• _To do_: Scan the data, and whenever a line contains "residential", copy it.

• _Data supplied_:
════════

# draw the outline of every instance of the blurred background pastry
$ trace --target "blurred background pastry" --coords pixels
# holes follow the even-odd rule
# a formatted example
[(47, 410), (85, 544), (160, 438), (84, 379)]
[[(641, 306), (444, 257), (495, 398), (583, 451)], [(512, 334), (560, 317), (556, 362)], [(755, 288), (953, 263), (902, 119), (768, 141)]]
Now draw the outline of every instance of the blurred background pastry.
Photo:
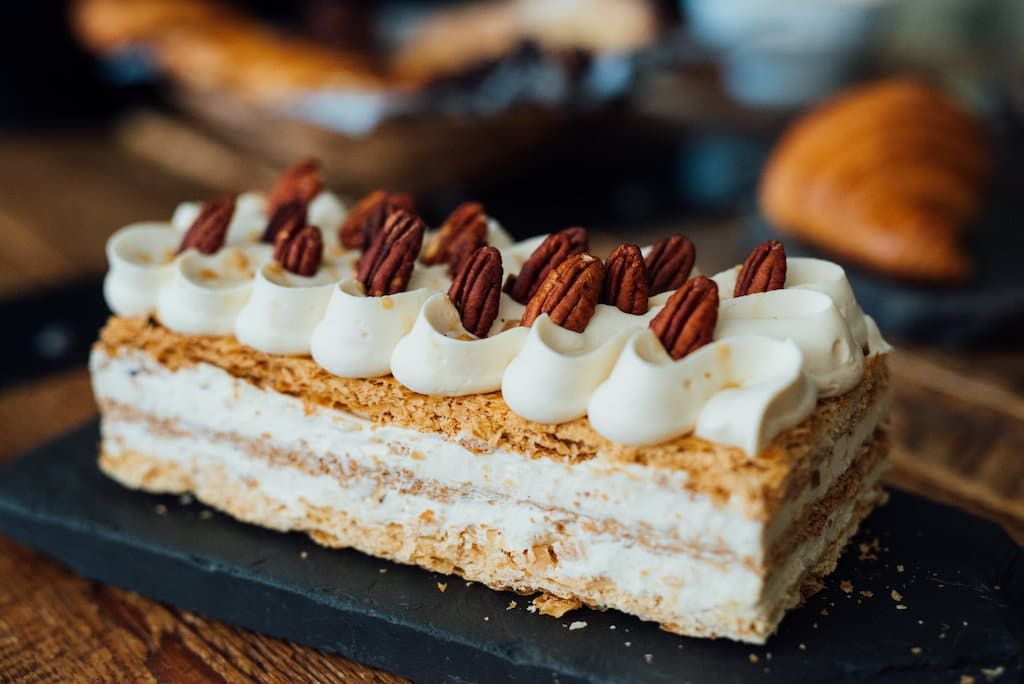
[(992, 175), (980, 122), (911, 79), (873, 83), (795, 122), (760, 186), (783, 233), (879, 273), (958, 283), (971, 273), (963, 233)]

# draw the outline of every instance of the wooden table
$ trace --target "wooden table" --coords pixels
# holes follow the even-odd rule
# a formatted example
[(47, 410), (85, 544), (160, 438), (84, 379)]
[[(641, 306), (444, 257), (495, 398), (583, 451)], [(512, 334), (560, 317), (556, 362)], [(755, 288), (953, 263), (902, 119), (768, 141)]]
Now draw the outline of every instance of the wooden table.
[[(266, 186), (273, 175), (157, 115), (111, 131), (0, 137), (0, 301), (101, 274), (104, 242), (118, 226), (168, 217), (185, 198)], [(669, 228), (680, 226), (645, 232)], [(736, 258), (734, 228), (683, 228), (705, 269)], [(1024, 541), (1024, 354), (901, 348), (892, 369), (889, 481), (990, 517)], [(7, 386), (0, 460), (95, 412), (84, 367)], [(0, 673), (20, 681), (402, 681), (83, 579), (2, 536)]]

════════

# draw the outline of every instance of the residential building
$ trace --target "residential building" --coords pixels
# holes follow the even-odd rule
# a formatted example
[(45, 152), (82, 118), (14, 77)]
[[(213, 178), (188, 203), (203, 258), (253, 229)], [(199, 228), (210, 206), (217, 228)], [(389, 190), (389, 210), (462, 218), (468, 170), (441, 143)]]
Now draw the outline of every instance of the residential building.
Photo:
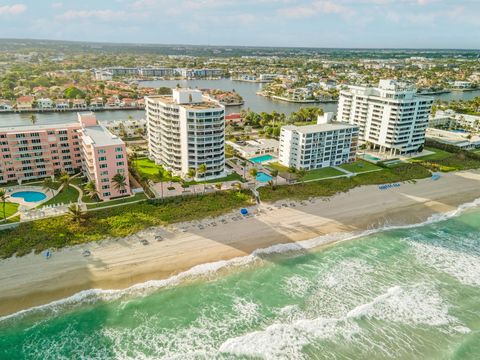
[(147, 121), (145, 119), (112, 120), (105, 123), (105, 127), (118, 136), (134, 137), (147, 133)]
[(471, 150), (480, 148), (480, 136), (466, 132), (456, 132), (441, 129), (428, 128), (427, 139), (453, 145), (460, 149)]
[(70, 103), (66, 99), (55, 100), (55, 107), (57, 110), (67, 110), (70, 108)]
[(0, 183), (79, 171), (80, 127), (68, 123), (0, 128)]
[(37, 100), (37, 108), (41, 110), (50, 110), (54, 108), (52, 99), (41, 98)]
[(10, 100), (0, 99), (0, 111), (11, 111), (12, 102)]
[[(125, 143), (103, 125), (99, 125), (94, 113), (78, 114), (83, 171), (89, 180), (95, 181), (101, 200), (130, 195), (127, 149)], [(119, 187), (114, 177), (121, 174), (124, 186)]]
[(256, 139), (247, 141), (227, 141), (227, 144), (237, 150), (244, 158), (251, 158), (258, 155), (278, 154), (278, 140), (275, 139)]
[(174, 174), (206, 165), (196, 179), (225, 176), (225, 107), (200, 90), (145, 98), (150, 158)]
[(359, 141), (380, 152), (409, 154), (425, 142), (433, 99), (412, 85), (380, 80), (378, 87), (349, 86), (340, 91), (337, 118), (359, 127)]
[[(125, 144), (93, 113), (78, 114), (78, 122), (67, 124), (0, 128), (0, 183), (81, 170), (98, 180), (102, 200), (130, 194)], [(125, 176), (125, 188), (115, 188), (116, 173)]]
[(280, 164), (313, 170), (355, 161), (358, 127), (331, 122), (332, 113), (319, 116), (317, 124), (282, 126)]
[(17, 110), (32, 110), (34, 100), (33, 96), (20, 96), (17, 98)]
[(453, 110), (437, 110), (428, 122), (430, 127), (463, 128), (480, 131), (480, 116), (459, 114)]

════════

• _Exercise output_:
# draw the outline of every instance of the residential building
$ trace --target "residential building" --coords pixels
Now draw the outline of every instance of the residential building.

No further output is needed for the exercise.